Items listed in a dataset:
/---

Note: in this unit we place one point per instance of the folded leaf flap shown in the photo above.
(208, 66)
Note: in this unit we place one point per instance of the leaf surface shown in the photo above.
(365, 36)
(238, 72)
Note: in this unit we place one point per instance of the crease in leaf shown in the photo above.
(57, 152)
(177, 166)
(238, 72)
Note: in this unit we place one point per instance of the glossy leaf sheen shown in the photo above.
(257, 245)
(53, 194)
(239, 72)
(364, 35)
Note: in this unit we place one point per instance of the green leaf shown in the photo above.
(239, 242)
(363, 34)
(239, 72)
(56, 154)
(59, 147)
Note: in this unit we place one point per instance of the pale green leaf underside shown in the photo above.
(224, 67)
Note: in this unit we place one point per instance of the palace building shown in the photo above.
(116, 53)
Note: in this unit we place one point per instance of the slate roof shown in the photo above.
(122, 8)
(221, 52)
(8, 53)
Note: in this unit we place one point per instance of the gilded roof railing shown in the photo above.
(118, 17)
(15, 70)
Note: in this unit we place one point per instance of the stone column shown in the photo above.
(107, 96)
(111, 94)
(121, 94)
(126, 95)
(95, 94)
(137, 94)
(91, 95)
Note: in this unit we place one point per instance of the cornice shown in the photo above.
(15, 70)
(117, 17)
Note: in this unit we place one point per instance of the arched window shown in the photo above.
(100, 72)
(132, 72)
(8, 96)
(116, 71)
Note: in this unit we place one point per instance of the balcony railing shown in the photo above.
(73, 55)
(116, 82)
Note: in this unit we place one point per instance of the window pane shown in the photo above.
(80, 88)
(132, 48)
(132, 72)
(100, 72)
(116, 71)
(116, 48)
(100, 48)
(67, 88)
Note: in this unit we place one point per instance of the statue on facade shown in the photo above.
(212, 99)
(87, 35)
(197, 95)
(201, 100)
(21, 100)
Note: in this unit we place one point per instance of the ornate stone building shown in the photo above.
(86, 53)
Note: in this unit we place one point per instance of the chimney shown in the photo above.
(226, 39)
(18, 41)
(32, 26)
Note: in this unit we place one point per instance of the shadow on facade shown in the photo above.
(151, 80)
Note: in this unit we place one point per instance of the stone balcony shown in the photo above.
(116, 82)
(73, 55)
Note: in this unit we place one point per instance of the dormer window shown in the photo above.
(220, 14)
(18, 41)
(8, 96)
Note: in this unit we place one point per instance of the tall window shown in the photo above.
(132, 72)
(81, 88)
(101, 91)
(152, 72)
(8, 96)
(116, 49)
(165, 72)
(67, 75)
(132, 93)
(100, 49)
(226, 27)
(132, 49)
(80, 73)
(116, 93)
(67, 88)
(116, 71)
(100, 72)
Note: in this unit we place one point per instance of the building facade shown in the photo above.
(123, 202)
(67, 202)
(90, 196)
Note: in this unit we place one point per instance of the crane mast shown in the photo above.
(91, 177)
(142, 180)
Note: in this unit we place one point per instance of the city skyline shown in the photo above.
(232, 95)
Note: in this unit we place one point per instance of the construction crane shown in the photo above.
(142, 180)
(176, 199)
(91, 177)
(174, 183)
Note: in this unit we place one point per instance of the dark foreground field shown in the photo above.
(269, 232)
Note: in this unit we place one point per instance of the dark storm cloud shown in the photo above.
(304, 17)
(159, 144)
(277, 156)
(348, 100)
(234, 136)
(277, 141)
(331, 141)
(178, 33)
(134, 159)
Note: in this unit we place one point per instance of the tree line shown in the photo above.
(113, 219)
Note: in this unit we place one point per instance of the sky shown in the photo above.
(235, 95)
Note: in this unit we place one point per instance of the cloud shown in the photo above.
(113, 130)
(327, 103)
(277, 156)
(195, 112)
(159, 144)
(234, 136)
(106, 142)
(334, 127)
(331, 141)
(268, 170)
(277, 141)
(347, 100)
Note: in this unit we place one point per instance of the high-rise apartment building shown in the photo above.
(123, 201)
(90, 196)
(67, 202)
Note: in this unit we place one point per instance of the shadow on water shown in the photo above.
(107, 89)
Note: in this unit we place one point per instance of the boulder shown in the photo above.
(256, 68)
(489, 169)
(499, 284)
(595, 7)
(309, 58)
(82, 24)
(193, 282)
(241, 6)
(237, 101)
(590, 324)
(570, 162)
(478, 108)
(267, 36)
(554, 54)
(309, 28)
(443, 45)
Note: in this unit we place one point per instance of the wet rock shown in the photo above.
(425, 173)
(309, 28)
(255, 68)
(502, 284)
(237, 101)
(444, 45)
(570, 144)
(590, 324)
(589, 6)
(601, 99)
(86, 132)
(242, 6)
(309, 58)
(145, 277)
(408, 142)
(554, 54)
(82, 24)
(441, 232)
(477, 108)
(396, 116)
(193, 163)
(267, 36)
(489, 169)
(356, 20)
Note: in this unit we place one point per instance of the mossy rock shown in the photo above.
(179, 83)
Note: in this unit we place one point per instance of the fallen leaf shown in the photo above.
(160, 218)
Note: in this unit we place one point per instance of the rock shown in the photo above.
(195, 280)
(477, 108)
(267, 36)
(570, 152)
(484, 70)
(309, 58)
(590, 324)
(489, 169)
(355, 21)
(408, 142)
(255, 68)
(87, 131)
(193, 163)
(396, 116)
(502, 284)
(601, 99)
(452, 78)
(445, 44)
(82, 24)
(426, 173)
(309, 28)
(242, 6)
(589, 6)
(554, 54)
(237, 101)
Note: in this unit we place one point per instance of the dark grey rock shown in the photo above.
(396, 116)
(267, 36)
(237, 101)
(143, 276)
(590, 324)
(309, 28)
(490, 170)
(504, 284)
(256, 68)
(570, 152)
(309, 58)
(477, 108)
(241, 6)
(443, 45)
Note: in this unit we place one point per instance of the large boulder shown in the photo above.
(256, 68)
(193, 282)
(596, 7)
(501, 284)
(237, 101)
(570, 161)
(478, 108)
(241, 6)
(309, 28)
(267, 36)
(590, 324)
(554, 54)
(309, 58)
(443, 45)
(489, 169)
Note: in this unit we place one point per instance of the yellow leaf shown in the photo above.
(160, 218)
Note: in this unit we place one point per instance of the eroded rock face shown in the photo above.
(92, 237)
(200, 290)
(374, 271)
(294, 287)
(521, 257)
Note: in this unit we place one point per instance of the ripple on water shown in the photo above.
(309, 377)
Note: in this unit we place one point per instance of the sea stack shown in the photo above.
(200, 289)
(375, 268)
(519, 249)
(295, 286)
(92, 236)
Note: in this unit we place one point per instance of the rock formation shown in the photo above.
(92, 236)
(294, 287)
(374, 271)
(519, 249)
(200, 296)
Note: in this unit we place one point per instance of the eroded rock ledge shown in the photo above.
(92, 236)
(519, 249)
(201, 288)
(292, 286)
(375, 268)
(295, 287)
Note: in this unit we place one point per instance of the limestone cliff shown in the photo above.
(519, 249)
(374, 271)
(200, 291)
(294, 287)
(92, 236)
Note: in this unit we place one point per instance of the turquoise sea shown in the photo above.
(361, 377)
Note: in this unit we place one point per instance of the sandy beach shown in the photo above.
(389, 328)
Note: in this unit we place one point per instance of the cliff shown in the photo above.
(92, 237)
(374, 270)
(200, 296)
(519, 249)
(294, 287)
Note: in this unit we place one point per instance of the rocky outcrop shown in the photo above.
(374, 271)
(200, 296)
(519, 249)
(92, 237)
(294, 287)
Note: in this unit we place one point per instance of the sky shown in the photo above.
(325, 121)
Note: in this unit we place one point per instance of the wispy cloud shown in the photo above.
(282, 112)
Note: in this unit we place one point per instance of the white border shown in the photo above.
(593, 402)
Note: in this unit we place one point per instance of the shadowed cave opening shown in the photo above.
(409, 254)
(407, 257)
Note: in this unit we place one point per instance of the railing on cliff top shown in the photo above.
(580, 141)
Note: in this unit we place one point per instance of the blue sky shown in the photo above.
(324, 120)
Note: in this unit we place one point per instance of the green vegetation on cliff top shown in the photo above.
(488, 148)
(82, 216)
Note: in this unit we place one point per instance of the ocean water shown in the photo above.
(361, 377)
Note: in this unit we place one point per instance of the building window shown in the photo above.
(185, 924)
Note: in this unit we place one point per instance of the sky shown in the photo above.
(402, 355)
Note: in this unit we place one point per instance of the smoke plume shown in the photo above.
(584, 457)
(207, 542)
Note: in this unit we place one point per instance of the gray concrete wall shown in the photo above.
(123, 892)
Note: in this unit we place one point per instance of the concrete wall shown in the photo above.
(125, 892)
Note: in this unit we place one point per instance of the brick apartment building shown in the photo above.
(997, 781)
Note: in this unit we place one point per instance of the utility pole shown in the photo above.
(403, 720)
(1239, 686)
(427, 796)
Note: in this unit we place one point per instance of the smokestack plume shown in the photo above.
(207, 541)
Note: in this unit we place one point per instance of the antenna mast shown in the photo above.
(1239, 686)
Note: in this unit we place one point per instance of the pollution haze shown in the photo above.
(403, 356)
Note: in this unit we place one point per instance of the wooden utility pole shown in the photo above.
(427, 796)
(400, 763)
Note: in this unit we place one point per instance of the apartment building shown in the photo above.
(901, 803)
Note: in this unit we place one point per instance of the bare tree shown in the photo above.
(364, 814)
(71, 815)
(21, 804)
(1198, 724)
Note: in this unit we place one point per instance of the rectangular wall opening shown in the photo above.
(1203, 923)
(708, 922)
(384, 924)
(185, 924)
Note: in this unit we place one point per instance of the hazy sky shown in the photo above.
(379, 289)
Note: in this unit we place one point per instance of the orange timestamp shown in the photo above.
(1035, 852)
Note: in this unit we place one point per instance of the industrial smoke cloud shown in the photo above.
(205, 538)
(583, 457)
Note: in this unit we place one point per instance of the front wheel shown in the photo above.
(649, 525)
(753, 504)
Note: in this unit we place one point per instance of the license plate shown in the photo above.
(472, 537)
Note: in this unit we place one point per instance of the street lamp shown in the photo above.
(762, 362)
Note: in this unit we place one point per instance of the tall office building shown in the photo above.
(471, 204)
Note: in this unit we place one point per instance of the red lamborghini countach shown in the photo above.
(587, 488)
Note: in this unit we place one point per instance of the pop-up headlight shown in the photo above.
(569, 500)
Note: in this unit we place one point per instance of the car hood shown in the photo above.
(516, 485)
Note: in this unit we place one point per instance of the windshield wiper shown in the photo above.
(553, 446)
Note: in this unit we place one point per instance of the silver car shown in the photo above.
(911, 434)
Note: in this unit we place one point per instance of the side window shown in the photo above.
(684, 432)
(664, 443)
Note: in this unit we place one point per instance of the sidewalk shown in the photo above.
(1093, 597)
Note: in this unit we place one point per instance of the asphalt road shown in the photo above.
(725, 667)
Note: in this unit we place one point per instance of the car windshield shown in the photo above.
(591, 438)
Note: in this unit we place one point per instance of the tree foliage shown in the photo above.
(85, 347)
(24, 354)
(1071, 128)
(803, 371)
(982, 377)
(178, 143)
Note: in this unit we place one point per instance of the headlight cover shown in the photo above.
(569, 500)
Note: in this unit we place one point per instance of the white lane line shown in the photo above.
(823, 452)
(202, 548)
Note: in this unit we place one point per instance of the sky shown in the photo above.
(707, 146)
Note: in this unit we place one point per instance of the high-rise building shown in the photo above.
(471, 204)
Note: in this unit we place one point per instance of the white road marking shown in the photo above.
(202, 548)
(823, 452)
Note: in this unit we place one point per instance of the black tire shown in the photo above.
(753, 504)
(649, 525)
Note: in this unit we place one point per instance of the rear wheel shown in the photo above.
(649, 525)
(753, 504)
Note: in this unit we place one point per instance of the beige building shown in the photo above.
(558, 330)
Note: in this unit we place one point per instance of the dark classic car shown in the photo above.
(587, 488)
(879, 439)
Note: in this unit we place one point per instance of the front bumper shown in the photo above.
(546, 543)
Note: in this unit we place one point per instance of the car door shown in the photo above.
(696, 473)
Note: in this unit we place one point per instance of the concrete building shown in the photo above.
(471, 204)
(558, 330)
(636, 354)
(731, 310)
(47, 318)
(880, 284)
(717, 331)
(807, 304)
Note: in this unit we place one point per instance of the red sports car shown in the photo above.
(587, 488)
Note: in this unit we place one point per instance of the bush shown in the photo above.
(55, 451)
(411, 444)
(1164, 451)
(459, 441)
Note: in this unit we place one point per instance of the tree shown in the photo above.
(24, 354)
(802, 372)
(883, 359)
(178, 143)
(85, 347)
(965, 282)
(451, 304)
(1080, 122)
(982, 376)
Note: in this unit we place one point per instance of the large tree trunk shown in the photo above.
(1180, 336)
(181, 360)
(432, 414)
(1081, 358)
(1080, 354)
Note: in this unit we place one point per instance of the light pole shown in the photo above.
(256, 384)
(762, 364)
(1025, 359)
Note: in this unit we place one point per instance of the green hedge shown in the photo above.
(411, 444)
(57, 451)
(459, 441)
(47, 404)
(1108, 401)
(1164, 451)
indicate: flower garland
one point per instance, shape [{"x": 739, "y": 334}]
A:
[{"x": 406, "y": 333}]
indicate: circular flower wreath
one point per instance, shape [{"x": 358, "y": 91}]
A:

\---

Problem requirements: Return, unchanged, each line from the line containing "light pole shown in the photo above." through the last line of the material.

Exercise solution:
Note: in this unit we place one point per instance of the light pole shown in the photo above.
(256, 384)
(762, 364)
(1025, 359)
Note: in this unit we place one point per instance of the green hedge shown in the photo above.
(411, 444)
(57, 451)
(459, 441)
(47, 404)
(1108, 401)
(1164, 451)
indicate: flower garland
one point per instance, shape [{"x": 739, "y": 334}]
A:
[{"x": 406, "y": 333}]
indicate: circular flower wreath
one point per instance, shape [{"x": 358, "y": 91}]
A:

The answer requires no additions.